THE REQUEST:
Repeat the rows below word for word, from the line containing "of the thin" through the last line, including both.

[Stored data]
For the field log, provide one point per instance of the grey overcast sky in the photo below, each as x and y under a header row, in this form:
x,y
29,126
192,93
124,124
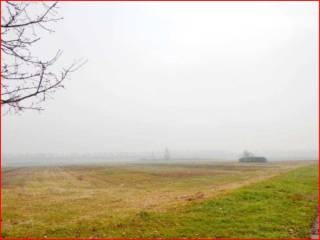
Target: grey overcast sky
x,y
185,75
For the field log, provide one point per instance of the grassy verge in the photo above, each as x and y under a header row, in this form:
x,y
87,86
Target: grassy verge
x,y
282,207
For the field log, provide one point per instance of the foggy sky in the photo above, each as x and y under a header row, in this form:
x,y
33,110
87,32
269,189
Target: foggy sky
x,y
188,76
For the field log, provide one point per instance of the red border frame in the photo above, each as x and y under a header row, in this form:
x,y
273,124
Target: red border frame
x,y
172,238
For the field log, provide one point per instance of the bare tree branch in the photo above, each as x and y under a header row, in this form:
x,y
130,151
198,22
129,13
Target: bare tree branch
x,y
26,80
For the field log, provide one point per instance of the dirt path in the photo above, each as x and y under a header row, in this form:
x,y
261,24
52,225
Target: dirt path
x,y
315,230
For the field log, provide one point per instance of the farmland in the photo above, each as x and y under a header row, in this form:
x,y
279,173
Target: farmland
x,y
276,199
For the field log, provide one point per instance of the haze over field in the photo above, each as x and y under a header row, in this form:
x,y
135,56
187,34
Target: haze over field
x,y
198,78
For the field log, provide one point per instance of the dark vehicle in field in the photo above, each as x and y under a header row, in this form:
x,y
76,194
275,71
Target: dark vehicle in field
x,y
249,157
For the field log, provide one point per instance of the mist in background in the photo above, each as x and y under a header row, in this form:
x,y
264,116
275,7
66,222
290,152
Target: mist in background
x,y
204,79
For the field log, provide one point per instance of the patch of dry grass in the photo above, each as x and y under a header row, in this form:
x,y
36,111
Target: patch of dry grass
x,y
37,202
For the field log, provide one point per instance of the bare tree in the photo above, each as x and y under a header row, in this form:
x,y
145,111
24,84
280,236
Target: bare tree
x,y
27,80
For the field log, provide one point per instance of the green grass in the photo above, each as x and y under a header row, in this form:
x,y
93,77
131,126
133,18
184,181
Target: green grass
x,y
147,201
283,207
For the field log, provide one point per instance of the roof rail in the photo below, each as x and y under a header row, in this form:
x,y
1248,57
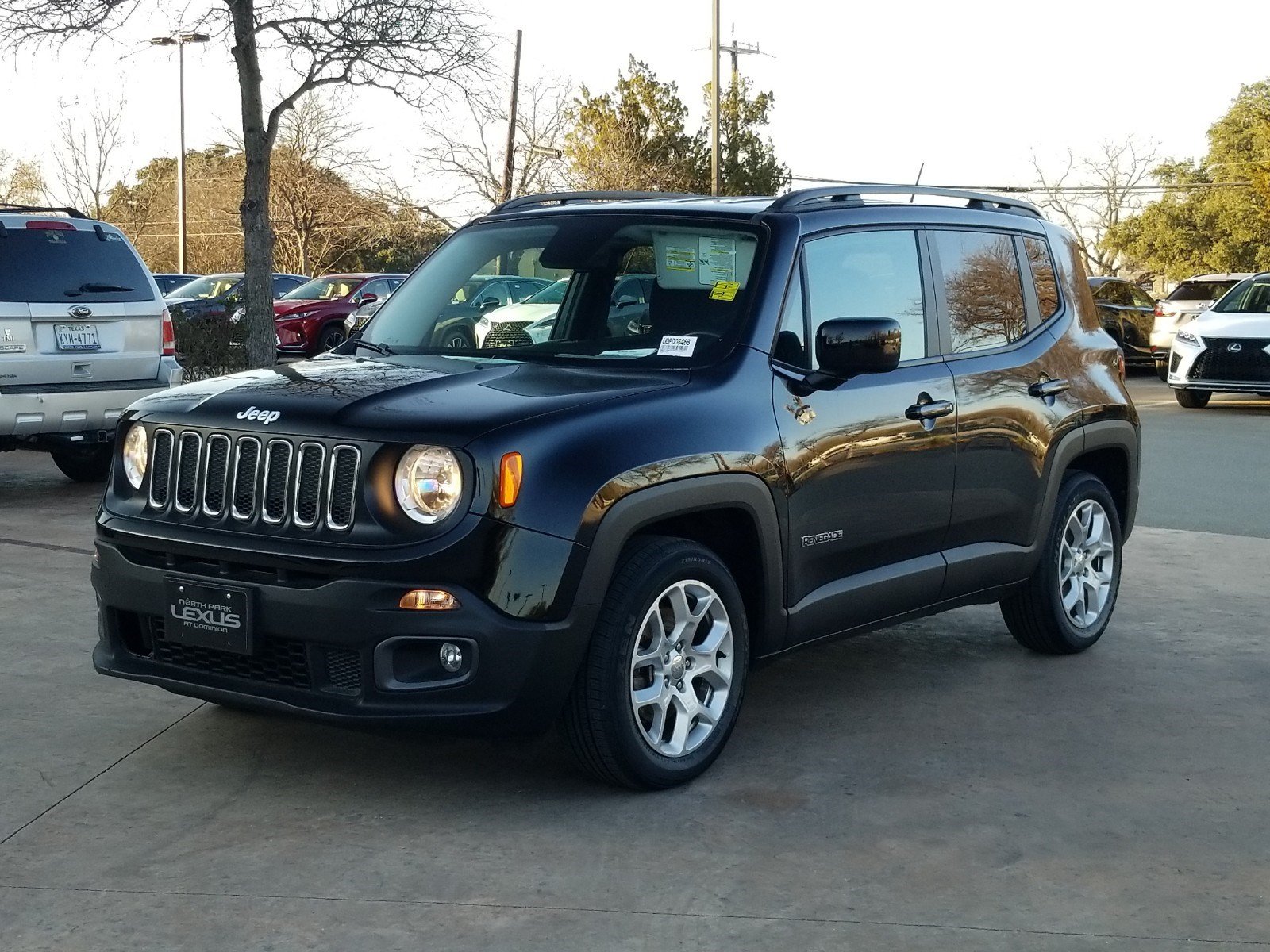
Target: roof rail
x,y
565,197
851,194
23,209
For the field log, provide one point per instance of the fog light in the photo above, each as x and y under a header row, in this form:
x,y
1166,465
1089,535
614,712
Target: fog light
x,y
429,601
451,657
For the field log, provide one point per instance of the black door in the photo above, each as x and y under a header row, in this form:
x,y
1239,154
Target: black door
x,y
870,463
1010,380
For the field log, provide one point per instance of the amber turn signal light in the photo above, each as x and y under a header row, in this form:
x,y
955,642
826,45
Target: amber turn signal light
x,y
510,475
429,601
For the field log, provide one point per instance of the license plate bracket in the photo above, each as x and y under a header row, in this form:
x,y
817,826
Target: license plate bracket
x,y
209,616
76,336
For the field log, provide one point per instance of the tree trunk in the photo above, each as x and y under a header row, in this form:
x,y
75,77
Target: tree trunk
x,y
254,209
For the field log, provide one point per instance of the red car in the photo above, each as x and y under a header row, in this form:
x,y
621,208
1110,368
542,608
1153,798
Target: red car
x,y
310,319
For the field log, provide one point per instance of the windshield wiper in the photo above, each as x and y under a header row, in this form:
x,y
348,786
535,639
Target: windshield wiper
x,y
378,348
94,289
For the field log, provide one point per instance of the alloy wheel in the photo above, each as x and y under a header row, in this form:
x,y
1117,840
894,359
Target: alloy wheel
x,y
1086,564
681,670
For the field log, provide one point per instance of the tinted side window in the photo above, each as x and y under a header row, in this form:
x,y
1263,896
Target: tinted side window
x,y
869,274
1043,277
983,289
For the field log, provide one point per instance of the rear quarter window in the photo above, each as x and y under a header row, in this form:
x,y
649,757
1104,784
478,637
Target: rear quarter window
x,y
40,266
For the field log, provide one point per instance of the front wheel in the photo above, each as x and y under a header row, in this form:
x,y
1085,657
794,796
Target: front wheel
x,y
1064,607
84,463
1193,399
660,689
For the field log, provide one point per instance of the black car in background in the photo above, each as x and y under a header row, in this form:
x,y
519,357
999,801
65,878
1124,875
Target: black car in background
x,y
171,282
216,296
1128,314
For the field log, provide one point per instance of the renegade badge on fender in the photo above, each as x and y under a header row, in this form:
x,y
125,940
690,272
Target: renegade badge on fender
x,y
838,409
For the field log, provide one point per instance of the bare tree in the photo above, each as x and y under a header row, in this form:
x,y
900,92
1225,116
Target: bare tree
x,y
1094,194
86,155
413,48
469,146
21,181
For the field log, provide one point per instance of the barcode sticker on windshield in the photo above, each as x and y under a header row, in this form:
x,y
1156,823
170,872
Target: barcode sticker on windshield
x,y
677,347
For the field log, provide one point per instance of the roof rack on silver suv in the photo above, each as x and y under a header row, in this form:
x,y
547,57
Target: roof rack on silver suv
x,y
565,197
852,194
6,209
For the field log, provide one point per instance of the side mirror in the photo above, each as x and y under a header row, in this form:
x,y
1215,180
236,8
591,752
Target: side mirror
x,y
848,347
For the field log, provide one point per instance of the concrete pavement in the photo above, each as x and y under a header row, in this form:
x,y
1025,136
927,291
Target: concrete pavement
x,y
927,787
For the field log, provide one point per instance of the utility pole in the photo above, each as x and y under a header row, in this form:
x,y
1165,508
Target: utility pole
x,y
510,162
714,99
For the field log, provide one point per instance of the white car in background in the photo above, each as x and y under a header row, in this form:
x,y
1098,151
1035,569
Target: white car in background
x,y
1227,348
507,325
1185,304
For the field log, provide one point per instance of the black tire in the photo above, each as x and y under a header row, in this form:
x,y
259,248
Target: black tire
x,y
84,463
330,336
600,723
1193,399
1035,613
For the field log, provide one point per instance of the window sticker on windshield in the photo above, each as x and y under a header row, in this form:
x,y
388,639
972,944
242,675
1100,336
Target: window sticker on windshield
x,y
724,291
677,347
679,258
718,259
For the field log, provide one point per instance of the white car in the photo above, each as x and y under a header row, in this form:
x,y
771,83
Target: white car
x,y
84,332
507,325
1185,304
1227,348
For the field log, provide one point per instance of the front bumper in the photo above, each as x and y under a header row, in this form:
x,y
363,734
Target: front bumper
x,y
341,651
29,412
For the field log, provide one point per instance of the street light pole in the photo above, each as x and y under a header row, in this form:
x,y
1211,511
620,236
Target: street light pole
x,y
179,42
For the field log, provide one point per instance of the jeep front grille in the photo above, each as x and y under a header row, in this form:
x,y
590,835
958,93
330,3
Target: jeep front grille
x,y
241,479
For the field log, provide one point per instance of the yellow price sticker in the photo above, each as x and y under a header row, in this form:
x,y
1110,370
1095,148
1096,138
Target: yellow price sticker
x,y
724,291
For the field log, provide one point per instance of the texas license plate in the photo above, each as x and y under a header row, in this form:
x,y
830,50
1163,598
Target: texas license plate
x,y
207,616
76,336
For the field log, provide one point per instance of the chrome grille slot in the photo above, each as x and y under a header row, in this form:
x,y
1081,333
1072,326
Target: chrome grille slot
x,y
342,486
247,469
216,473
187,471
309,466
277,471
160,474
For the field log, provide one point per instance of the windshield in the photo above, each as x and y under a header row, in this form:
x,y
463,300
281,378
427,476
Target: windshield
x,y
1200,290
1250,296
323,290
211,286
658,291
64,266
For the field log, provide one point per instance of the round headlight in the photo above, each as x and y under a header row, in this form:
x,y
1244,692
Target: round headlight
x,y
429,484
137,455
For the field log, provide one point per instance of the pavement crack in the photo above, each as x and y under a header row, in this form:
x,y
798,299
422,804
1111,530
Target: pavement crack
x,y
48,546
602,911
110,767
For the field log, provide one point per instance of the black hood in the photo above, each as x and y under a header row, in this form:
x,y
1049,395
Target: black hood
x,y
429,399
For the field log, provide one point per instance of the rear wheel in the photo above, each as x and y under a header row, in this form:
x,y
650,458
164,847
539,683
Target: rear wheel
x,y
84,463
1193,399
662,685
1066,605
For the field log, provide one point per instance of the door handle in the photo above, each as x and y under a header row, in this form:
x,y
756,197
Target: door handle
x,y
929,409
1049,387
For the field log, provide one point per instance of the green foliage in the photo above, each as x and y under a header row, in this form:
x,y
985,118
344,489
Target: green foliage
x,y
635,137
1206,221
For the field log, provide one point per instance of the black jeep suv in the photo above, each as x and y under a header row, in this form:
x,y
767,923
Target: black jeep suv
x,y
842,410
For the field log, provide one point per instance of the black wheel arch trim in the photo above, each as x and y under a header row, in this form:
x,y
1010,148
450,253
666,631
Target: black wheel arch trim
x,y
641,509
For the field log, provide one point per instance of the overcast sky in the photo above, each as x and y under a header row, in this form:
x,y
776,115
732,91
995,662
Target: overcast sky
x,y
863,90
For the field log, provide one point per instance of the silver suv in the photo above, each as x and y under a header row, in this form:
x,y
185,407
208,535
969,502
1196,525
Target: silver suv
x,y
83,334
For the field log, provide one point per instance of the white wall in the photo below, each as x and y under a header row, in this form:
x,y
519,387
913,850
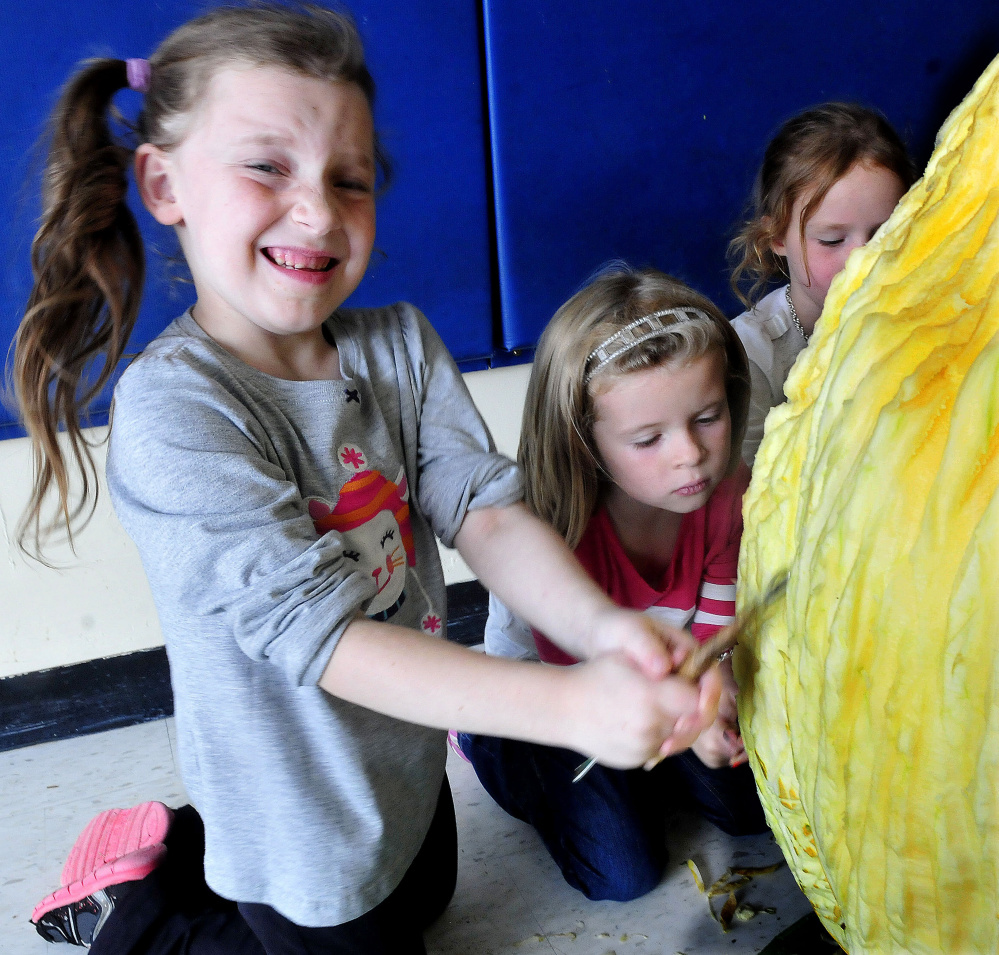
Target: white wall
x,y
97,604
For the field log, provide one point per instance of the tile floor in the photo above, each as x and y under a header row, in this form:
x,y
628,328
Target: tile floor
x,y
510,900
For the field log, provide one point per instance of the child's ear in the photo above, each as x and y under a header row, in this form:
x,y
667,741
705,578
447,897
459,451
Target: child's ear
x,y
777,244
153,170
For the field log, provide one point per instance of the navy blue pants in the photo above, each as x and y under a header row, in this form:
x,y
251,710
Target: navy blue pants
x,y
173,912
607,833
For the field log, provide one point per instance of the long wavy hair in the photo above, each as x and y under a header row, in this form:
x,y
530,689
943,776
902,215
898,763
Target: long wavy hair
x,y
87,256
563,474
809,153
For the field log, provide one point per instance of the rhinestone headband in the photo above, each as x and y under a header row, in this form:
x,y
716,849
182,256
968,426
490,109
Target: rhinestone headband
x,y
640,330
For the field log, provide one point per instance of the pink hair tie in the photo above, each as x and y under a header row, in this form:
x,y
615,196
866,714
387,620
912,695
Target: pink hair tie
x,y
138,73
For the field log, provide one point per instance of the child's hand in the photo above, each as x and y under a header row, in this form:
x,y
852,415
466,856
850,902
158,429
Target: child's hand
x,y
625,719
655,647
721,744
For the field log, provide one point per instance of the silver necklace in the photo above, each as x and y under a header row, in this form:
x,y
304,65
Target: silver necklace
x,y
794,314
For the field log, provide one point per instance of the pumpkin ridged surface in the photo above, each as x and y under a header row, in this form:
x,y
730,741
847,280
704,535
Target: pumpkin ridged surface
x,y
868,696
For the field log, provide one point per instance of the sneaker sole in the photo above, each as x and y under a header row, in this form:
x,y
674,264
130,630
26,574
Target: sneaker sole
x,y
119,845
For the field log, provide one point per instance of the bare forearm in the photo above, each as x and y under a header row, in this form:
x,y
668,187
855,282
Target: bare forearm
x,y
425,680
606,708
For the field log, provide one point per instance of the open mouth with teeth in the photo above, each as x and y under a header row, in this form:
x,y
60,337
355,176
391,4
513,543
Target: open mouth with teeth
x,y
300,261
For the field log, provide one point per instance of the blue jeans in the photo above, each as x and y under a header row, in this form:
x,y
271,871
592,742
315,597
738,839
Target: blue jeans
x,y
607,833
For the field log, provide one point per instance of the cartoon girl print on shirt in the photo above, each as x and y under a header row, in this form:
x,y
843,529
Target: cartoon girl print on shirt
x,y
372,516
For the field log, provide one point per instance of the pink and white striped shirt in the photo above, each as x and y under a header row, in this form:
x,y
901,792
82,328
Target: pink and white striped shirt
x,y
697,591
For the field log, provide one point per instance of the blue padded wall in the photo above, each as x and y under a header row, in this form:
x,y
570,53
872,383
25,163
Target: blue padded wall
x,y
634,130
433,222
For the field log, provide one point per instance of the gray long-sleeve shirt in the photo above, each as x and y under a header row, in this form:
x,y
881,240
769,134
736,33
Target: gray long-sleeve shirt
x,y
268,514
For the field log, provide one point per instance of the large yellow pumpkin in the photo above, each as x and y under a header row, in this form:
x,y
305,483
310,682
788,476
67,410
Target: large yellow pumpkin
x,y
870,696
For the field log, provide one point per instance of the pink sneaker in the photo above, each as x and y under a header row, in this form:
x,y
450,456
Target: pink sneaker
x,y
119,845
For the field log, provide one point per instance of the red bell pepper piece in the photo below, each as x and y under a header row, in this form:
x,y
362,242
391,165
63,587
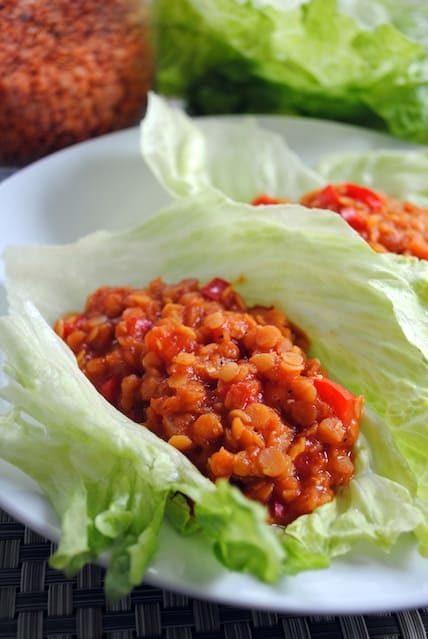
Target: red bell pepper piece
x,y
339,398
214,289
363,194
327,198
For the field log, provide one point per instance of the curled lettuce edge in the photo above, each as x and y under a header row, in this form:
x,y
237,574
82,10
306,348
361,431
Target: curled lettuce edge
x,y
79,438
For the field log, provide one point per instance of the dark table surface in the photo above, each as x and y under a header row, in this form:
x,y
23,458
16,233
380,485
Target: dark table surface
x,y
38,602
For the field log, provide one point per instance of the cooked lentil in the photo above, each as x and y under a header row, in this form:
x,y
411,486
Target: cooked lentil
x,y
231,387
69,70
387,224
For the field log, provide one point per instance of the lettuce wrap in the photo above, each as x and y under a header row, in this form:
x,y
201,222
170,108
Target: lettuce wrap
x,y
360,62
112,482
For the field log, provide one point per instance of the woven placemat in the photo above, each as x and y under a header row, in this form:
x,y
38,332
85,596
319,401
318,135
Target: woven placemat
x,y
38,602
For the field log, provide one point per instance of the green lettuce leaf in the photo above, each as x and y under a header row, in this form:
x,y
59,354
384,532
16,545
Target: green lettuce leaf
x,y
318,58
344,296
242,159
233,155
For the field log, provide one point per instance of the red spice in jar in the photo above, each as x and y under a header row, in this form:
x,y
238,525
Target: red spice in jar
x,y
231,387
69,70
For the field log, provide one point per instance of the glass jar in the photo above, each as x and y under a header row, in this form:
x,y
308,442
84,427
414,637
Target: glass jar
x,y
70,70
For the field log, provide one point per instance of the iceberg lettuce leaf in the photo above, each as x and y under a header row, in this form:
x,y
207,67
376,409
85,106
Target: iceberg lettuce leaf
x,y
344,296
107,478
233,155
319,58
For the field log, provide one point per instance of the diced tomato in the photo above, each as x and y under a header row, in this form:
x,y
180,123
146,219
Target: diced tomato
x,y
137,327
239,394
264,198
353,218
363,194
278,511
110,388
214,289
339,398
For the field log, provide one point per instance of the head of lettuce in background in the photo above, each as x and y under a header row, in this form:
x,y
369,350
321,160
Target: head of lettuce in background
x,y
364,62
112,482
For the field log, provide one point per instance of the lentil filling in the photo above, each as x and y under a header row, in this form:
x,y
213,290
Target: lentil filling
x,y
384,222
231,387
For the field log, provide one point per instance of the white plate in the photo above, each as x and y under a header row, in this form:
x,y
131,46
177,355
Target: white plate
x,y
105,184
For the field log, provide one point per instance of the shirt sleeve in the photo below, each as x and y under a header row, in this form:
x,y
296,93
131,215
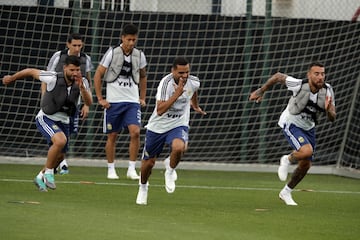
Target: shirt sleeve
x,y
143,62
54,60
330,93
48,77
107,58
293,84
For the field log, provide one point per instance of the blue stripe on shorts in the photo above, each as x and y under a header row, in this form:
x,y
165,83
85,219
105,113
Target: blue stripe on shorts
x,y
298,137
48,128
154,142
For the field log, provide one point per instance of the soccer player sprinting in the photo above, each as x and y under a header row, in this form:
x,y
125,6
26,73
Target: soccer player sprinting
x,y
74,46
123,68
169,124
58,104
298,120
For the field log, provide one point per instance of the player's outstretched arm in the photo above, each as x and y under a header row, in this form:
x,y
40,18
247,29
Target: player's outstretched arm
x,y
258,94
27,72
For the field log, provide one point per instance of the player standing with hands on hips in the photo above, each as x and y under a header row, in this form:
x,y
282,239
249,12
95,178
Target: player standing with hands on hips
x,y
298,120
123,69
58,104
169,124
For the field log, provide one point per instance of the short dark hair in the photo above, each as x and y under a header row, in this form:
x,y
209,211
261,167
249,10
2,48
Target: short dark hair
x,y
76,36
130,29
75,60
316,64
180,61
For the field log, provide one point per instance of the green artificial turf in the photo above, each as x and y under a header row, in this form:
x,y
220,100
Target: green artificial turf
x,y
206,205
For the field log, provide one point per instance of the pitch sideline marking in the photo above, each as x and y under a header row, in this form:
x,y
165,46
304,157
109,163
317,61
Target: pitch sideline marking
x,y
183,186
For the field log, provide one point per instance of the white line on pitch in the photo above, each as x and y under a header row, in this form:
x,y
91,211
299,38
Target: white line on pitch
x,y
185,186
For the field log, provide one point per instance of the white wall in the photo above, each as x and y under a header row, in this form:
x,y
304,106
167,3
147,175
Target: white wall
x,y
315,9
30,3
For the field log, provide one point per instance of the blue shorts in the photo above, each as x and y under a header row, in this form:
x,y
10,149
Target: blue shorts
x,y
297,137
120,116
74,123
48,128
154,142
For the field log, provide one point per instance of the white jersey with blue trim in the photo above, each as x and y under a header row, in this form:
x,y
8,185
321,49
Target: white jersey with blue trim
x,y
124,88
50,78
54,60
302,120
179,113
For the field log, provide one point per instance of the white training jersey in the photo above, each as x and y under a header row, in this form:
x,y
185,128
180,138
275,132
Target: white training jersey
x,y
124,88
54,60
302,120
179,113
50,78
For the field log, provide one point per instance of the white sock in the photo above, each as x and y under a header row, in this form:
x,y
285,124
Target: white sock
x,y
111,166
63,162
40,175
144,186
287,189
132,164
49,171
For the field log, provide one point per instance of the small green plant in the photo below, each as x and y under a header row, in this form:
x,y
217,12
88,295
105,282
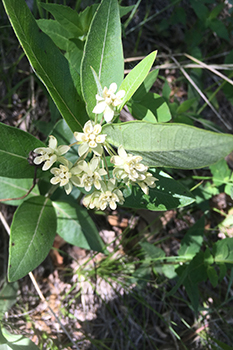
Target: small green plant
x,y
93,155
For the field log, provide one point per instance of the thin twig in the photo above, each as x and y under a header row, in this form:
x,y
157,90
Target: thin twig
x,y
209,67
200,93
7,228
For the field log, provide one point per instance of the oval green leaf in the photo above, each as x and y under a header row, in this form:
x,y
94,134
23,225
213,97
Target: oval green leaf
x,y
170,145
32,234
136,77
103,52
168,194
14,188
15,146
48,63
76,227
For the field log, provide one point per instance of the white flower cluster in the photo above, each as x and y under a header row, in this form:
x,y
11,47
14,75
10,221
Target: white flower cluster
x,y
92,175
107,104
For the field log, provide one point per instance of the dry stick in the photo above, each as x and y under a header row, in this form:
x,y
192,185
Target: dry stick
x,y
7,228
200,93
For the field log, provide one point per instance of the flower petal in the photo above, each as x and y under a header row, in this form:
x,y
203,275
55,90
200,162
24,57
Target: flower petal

ANSWER:
For the field log, provide one point per instance of the thin twig in the photo above, each as x and y under a header row, in this form:
x,y
157,90
Target: thin twig
x,y
209,67
200,93
7,228
For the field log, provide one point per instance of the oval green leaf in the photo above, each as x and y under a header row, in this form:
x,y
94,134
23,225
213,97
Target: oval green leaf
x,y
170,145
32,234
136,77
103,52
168,194
14,188
15,146
48,63
76,227
For the field log, provide one point per instance of the white flower cluster in the photo above, each as x and y under a header row, in this form:
x,y
11,47
14,75
10,221
Target: white flower cluster
x,y
92,175
107,104
For the field log, provide one point per instance of the dry stick in the photo above, each as x and y under a header row, in this form:
x,y
192,185
Target: dry stick
x,y
7,228
200,93
For the field log, provide one point per instance of the flower petal in the photo above, each as x and y under a header row, in this form:
x,y
203,275
55,90
200,162
24,57
Target: flower petal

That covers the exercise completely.